Selected text –
↓

The present disclosure relates to an electrode assembly and a battery cell including the same, and more particularly to an electrode assembly having improved productivity and resistance reduction effect and a battery cell including the same.

BACKGROUND

Along with the technology development and increased demand for mobile devices, demand for secondary batteries as energy sources has been rapidly increasing. Among these secondary batteries, a lithium secondary battery having high energy density and a high voltage, a long cycle lifespan, and a low self-discharge rate is commercially available and widely used.
In particular, a secondary battery has attracted considerable attention as an energy source for power-driven devices, such as an electric bicycle, an electric vehicle, and a hybrid electric vehicle, as well as an energy source for mobile devices, such as a mobile phone, a digital camera, a laptop computer and a wearable device.

↑

Copy everything in the battery passage from "The present disclosure" down to "including the same.", substituting "electrode stack" for "electrode assembly".

Record set –
↓

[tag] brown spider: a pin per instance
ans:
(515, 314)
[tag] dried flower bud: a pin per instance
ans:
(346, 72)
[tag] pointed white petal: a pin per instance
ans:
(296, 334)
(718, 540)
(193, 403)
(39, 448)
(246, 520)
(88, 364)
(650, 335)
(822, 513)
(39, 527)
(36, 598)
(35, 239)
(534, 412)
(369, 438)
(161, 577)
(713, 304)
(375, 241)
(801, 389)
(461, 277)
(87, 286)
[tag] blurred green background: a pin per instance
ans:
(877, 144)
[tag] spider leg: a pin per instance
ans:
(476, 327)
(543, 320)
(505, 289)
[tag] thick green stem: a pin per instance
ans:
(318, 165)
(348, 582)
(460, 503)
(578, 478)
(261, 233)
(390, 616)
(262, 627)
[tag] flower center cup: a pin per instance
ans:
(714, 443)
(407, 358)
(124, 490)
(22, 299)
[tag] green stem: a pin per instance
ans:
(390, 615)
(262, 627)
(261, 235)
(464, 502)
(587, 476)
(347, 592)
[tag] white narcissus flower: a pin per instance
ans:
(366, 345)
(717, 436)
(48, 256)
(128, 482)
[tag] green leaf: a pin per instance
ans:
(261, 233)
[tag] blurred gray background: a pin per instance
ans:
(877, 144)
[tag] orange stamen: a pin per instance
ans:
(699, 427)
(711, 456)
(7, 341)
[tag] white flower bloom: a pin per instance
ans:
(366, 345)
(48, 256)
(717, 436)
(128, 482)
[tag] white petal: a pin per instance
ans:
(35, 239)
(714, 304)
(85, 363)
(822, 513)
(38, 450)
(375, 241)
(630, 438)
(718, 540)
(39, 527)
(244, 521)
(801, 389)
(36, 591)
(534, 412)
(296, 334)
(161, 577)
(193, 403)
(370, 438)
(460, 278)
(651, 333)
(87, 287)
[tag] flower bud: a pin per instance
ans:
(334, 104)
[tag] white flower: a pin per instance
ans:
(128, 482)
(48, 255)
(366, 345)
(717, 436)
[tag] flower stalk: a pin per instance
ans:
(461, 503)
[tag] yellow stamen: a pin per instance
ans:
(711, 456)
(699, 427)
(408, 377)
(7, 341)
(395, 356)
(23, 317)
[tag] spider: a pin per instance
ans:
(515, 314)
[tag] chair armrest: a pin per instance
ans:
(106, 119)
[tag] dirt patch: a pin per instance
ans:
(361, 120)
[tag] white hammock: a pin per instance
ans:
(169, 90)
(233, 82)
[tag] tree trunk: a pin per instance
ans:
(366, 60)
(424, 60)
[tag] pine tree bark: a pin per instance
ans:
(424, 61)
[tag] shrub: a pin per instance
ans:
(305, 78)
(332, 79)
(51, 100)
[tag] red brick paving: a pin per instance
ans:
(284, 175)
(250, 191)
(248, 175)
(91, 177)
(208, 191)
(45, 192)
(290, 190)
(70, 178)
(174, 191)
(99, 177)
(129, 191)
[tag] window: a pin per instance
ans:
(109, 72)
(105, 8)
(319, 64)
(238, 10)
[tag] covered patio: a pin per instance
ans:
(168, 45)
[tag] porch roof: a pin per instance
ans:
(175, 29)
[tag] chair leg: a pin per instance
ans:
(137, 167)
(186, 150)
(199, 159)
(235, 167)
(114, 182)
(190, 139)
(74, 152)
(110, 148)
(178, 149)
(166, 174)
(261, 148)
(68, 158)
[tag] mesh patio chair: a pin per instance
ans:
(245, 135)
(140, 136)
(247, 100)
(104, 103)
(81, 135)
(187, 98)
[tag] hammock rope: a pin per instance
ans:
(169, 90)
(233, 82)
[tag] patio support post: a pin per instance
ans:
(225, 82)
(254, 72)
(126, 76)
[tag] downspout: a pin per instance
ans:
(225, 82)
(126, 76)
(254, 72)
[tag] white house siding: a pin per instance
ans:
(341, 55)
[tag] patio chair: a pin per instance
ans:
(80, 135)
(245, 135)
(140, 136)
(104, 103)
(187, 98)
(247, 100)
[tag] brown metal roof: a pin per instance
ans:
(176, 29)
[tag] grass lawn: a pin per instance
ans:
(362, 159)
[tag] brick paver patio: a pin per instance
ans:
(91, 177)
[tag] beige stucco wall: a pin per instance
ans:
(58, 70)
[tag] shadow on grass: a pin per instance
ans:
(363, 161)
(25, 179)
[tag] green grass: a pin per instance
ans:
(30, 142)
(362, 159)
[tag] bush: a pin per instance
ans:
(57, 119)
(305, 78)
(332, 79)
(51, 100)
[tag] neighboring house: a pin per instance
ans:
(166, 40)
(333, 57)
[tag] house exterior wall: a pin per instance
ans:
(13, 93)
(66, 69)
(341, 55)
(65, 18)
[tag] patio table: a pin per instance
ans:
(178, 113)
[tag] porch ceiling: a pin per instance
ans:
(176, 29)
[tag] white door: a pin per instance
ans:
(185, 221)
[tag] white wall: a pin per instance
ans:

↑

Exercise output –
The present disclosure relates to an electrode stack and a battery cell including the same, and more particularly to an electrode stack having improved productivity and resistance reduction effect and a battery cell including the same.